▶ **Work task A**
Rewrite the paragraph of the peptide text below that begins "Peptide cosmeceutical preparations fall into three major categories" as a short bulleted list that keeps its main facts.
▶ **Work task B**
According to the peptide text below, what is the peptide known commercially as Matrixyl?
▶ **Work task C**
Go on with the peptide text below from the point where it ends.

▶ **Extract provided**

In simple terms peptides are constructed from various combination chains of amino acids. These amino acid chains occur naturally in the body and serve as the building blocks for protein. One important protein in our skin is collagen. Peptides play a key role in skin health, everything from wound healing to skin regeneration and maintenance.


Peptide cosmeceutical preparations fall into three major categories: carrier peptides, signal peptides, and neurotransmitter peptides. The first peptides in this arena were labeled carrier peptides as they were introduced into the pharmaceutical world to assist in enhancing wound healing. The first commercialized carrier peptide delivered copper, necessary for wound healing, into the wounded tissue. Later this peptide was adapted and commercialized in facial cosmeceuticals to minimize the appearance of fine lines and wrinkles.

Signal peptides are designed to create a biologic response. The first commercialized signal peptide was palmitoyl pentapeptide known commercially as Matrixyl. This is still one of the most widely used peptides in facial cosmeceuticals. Matrixyl appears to down-regulate the production of collagenase thereby increasing dermal collagen.

▶ **Given data**
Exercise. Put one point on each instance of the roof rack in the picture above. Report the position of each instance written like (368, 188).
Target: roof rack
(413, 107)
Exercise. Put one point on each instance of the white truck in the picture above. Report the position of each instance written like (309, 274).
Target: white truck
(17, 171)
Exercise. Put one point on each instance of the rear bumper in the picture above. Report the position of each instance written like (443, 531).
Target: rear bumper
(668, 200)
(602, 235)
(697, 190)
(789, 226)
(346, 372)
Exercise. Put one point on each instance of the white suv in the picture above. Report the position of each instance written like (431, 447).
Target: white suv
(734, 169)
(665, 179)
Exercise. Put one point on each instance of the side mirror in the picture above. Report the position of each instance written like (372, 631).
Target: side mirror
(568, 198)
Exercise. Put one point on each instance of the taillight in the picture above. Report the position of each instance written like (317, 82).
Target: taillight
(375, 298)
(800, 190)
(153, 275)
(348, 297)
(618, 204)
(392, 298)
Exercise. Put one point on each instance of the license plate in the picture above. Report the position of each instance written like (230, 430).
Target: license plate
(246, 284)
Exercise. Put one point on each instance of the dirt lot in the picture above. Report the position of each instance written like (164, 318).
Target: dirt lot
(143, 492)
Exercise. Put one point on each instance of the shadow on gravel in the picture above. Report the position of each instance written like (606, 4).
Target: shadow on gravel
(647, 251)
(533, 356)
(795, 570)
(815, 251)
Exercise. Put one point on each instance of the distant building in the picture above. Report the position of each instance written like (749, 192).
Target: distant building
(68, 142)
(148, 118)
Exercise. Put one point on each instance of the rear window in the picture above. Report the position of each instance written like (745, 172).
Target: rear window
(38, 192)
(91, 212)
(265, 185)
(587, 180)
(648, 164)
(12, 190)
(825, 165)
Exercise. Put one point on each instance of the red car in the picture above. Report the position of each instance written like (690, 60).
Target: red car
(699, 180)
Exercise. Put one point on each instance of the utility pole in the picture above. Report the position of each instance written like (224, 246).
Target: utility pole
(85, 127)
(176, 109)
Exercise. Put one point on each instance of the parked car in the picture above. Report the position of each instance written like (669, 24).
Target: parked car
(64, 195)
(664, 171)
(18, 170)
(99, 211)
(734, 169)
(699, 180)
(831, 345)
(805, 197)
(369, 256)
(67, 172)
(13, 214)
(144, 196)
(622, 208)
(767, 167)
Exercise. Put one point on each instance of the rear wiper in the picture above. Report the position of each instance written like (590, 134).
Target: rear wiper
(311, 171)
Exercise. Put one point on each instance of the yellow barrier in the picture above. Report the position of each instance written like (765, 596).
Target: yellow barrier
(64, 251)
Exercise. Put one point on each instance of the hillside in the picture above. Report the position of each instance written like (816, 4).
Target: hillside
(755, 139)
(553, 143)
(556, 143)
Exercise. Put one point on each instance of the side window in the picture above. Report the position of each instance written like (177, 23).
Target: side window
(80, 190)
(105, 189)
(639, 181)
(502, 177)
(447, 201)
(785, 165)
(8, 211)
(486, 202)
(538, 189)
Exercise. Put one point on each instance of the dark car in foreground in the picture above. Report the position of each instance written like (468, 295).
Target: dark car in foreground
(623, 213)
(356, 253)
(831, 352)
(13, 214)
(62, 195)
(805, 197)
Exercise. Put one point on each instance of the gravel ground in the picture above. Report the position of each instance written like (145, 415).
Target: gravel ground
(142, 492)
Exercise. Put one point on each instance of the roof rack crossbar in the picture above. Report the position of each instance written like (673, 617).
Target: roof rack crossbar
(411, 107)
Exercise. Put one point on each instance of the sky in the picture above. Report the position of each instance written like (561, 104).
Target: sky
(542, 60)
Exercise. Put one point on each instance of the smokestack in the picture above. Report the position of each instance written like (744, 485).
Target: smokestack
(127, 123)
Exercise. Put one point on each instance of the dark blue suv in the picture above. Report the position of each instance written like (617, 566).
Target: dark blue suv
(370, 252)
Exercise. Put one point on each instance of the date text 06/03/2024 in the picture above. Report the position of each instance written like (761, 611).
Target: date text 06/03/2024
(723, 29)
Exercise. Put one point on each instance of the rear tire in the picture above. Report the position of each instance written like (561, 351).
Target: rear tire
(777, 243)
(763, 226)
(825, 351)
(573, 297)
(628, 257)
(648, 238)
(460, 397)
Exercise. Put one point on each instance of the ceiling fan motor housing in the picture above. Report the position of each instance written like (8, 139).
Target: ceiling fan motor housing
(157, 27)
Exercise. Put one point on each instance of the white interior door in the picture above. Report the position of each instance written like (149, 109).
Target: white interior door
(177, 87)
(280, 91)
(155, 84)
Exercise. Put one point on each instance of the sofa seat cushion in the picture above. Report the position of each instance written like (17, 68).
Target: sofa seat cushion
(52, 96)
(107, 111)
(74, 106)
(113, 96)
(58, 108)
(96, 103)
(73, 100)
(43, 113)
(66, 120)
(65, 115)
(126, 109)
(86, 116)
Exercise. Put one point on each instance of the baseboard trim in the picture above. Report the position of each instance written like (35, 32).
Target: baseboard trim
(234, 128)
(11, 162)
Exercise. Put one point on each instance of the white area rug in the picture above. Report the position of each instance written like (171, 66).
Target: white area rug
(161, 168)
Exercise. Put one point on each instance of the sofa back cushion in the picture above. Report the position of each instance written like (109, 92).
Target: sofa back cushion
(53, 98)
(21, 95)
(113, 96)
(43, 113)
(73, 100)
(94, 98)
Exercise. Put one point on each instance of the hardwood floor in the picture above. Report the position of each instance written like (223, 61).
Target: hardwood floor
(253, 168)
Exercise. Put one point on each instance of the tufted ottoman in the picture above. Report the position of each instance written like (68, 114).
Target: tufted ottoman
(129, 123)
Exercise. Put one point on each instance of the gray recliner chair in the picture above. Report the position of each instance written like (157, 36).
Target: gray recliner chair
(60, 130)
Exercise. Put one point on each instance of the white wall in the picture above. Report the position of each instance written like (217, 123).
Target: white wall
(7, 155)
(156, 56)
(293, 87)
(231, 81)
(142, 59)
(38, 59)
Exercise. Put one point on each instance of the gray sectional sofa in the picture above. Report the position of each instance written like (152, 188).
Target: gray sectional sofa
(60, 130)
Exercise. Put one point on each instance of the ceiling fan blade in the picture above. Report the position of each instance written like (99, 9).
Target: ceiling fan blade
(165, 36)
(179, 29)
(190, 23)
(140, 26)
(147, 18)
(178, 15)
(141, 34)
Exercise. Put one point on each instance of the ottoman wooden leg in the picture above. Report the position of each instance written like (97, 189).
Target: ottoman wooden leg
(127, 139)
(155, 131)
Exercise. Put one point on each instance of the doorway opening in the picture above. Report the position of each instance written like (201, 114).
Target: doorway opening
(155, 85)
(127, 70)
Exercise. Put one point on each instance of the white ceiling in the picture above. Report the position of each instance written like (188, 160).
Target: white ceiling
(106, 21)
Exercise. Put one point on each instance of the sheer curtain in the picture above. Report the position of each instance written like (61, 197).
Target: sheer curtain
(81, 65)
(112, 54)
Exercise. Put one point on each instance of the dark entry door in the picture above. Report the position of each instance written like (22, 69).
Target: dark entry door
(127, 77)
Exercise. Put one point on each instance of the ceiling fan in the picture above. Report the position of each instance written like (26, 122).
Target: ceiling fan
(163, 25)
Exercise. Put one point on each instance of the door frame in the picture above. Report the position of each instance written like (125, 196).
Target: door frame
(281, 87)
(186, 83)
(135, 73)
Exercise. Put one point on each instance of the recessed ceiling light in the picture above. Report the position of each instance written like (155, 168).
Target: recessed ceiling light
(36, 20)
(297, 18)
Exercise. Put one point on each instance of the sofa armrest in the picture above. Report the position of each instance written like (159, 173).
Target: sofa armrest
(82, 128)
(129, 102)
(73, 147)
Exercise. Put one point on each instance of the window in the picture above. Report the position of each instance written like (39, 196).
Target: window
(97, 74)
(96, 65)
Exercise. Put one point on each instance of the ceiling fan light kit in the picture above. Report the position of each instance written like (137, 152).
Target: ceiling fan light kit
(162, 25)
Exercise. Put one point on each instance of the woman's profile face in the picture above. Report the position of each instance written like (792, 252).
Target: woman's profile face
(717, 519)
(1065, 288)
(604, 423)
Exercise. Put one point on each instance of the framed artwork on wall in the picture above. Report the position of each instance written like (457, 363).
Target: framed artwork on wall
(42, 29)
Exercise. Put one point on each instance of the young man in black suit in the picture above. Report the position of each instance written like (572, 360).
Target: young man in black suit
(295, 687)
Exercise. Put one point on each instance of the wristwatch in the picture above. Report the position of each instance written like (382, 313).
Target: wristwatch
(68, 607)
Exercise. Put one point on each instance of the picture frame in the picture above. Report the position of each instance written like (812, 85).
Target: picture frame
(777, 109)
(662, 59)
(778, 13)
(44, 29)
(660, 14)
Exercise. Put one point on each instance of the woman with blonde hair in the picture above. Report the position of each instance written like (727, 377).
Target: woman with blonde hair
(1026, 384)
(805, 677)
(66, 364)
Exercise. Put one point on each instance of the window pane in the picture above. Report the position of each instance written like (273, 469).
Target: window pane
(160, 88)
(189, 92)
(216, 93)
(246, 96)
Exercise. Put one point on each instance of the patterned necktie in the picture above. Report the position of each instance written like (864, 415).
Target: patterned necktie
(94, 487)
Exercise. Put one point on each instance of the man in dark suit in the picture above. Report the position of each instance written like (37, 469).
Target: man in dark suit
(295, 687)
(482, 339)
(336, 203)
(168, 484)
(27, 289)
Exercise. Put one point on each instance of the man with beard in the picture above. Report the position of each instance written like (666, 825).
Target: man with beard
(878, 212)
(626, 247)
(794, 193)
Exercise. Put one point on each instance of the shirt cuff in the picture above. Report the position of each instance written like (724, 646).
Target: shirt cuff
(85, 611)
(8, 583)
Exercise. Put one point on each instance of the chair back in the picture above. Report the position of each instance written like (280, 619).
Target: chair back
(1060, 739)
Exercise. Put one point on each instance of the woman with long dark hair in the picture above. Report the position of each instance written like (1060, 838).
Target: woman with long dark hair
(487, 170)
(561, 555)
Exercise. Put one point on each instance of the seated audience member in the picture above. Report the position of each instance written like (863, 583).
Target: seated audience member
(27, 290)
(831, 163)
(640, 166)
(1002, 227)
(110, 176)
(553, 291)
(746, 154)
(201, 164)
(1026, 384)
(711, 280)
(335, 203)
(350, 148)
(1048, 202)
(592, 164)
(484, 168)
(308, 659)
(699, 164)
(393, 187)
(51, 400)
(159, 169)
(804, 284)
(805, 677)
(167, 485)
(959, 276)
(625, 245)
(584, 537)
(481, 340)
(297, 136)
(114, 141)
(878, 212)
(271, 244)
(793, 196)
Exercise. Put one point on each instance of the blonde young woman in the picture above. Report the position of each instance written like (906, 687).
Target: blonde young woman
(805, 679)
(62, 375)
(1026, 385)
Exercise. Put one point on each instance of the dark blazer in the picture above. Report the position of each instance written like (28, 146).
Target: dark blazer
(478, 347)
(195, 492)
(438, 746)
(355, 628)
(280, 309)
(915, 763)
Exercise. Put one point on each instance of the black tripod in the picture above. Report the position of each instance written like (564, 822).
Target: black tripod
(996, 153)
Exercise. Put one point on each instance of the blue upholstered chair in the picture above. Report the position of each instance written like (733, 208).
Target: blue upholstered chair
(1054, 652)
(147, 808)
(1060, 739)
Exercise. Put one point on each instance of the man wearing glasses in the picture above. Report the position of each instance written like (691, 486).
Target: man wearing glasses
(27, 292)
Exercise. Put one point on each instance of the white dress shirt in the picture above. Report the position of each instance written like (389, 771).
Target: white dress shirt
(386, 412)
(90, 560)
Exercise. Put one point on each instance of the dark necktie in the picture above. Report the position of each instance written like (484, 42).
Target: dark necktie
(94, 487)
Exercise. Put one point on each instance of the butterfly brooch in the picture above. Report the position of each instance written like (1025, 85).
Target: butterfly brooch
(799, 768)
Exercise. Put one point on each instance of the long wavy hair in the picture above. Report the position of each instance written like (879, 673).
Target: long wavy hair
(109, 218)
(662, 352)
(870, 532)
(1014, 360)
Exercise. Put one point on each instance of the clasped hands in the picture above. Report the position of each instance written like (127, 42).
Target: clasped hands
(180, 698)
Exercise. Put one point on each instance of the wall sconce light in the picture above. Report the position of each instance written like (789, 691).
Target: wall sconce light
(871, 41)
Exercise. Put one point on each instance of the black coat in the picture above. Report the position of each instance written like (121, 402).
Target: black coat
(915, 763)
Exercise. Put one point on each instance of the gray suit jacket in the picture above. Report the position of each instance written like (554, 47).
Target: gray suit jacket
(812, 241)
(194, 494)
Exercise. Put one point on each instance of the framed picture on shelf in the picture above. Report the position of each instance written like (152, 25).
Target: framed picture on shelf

▶ **Exercise output A**
- Peptide cosmeceuticals fall into three categories: carrier, signal, and neurotransmitter peptides.
- Carrier peptides came first and were introduced in pharmaceuticals to help wounds heal.
- The first commercial carrier peptide delivered copper, which wound healing requires, into wounded tissue.
- That peptide was later adapted for facial cosmeceuticals to reduce the look of fine lines and wrinkles.

▶ **Exercise output B**
Palmitoyl pentapeptide, the first commercialized signal peptide.

▶ **Exercise output C**
Neurotransmitter peptides were developed to attempt to act in a way that is similar to botulinum toxin. Acetyl hexapeptide-3 is the most widely commercialized neurotransmitter peptide of this type and is thought to help induce muscle relaxation thereby softening the appearance of lines and wrinkles.

There are many types of peptides but for skin care the most exciting are collagen stimulating peptides. Matrixyl (palmitoyl-pentapeptide 3) found in the Institut' DERMed Enhancing Eye Cream Complex, is a peptide known to have a specific effect on collagen synthesis and skin repair. Because of this it qualifies for use as a long-term age targeting ingredient. Also incorporated into the formula is Eyeliss™ a patented peptide, that helps to reduce puffiness and bags under the eyes, and Haloxyl™ matrix-derived peptides often used in cosmetic fillers like Restylane to smooth out wrinkles. These powerhouse peptides reinforce firmness, tone the eye area and lessen the appearance of under eye dark circles.

Almost as popular as Matrixyl are the copper peptides. Copper peptides are shown to help reduce redness and irritation. The Institut' DERMed Bio Derm Nutri Gel (professional use only) is formulated with copper peptides; it is the most researched peptide in the market today for improving the skin's capacity to heal.

Palmitoyl Oligopeptide –{ a string of up to 20 amino acids} is a relatively new addition to the list of peptides currently in use in skin care. Some experts believe that the chains of amino acids communicate with the skin's collagen and boost its production, which is a major factor in achieving smooth, wrinkle-free skin. Institut' DERMed Enhancing Hydra Lip Serum is formulated with Palmitoyl Oligopeptide which helps to make it a lip line enhancing powerhouse.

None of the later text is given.